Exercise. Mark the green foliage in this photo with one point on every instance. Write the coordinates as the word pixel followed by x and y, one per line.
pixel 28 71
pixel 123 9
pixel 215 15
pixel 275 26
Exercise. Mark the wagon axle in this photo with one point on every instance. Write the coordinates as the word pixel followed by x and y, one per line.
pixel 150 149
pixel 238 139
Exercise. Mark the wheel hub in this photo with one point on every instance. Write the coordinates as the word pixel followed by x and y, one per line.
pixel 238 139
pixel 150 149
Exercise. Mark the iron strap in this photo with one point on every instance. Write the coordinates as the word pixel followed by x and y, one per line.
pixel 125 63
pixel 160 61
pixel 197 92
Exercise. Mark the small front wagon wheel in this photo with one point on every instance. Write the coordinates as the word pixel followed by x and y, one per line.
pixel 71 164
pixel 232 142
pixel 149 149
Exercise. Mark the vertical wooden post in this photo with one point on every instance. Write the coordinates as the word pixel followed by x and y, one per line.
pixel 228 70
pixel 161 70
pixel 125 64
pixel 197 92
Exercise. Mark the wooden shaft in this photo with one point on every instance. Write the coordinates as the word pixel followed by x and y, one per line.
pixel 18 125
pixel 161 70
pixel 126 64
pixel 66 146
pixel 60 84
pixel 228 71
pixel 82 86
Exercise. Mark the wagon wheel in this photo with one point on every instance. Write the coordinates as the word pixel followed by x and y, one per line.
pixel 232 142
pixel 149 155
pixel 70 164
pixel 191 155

# # # #

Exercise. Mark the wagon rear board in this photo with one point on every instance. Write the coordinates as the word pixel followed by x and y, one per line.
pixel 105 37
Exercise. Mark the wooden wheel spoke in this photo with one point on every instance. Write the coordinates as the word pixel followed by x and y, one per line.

# # # #

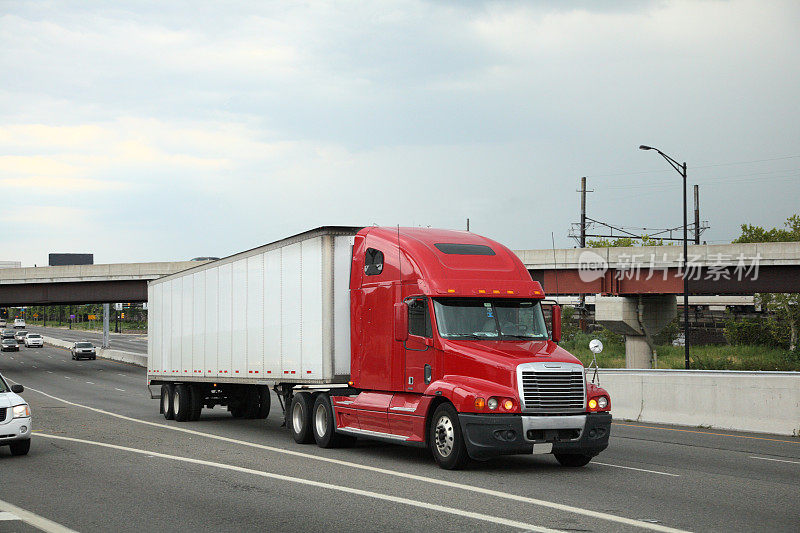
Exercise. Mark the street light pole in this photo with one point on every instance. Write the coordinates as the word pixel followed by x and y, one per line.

# # # #

→ **ANWEISUNG**:
Entnimm den Zeilen oben den Abschnitt von der Zeile mit „Exercise. Mark the wagon rear“ bis einschließlich der Zeile mit „pixel 105 37“ und gib ihn wortgetreu wieder.

→ **ANTWORT**:
Exercise. Mark the wagon rear board in this photo with one point on every instance. Write the coordinates as the word pixel followed by x and y, one per line.
pixel 105 37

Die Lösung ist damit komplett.